Record extracts below:

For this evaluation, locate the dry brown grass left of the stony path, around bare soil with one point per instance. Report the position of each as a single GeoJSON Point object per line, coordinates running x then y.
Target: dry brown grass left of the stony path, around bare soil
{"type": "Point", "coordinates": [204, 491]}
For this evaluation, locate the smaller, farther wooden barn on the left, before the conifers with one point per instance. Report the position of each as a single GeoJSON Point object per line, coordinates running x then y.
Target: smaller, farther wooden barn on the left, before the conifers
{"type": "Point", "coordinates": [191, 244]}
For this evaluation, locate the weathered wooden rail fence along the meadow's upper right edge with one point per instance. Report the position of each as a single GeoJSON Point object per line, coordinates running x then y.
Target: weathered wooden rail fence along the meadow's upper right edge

End of Record extracts.
Record extracts below:

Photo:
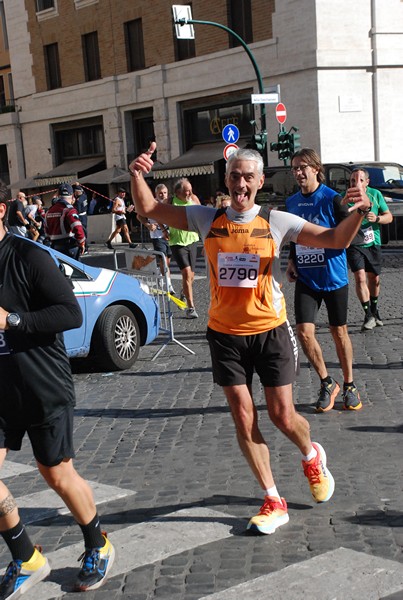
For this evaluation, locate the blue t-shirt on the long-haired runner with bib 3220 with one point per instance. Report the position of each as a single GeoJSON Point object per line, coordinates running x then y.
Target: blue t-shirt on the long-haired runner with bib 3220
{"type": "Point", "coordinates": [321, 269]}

End of Record extracts.

[Brief]: Please go through the material and return each line where the word "GeoJSON" appears.

[Exercise solution]:
For this evaluation, locate the dry brown grass left of the stony path, around bare soil with one point per instance. Report the position of each as a single GeoJSON Point object per line, coordinates running x then y.
For this evaluation, locate the smaller, farther wooden barn on the left, before the conifers with one point per instance. Report the position of each as a single GeoJSON Point object per line, coordinates running x then y.
For this evaluation, locate the weathered wooden rail fence along the meadow's upper right edge with one point per instance. Report the position of each as a single GeoJSON Point object per line, coordinates running x then y.
For this evaluation, locate the blue t-shirt on the long-haired runner with bib 3220 with one point per instance. Report the position of each as a single GeoJSON Point object per line, coordinates running x then y.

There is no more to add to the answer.